▶ DIRECTIONS FOR THIS TASK:
Return the portion of the text on the University's 2003 retirees verbatim, starting at "Names are followed" and ending at "Dolores Warters, 23.".

== EXCERPTED TEXT

By itself, the number 986 isn’t really all that impressive. It doesn’t stand out, there are no sports milestones associated with it and it’s definitely not pi, no matter how far you want to carry the decimal.
But for a select group of retired University staff members, 986 is definitely significant. That’s the combined number of years served by those who retired in fiscal year 2003.
Forty-six retired, and 21 were in attendance at a recent luncheon hosted by Chancellor Mark S. Wrighton at Whittemore House.
“The talents and contributions of employees like yourselves are essential elements in enabling Washington University to celebrate 150 successful years,” Wrighton said in congratulating the retirees. “You have my and your colleagues’ gratitude for your efforts in advancing the University.”
Names are followed by the number of years of service.
Bobbie Beck, 17; Pamela Christopher, 15; Betty Daniel, 33; Lilli Edwards, 12; Dorothy Elliott, 18; Pauline Farmer, 28; Terry Feltman, 12; Anne Gibson, 17; Annaliesa Hanebrink, 25; Wayne Hanebrink, 33;
Luise Hoffman, 14; Blanche Johnson, 32; Terrence Keegan, 30; Annie McDuffie, 23; Dorothy McGinnis, 12; Patricia Nance, 10; William Olbrich, 15; Patricia Rolfe, 17; Glen Sprankle, 13; Dolores Warters, 23.

====
== STUDY MATERIAL

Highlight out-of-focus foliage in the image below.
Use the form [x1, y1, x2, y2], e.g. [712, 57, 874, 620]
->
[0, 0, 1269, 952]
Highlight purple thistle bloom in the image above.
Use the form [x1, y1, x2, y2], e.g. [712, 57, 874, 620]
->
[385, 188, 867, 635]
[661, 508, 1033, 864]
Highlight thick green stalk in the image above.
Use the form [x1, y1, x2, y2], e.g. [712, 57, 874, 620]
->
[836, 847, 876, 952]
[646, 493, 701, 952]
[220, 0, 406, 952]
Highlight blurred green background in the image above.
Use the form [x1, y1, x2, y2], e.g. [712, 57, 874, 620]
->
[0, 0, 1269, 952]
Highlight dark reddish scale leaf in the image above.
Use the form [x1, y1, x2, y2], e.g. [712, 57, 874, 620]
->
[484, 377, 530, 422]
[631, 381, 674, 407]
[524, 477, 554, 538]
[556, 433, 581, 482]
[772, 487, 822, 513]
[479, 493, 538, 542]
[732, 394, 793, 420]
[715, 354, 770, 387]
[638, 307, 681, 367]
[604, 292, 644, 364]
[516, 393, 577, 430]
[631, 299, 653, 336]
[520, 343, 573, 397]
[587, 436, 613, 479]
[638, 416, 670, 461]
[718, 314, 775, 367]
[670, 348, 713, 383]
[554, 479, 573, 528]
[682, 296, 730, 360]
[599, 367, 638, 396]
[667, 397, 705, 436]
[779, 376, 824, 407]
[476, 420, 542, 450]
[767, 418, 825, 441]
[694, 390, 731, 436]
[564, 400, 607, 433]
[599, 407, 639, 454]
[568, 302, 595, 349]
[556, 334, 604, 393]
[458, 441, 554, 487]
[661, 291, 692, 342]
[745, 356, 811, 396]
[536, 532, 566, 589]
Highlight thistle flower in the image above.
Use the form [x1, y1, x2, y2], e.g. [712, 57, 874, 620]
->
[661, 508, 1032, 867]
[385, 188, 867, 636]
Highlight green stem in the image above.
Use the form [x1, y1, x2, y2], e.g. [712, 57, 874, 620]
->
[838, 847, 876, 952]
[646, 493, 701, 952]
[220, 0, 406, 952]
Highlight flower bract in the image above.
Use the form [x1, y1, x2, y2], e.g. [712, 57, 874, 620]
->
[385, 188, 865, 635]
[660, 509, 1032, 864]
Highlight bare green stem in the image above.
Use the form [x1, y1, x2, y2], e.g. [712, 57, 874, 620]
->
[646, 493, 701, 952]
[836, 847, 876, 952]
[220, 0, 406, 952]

====

▶ RESPONSE TO THIS TASK:
Names are followed by the number of years of service.
Bobbie Beck, 17; Pamela Christopher, 15; Betty Daniel, 33; Lilli Edwards, 12; Dorothy Elliott, 18; Pauline Farmer, 28; Terry Feltman, 12; Anne Gibson, 17; Annaliesa Hanebrink, 25; Wayne Hanebrink, 33;
Luise Hoffman, 14; Blanche Johnson, 32; Terrence Keegan, 30; Annie McDuffie, 23; Dorothy McGinnis, 12; Patricia Nance, 10; William Olbrich, 15; Patricia Rolfe, 17; Glen Sprankle, 13; Dolores Warters, 23.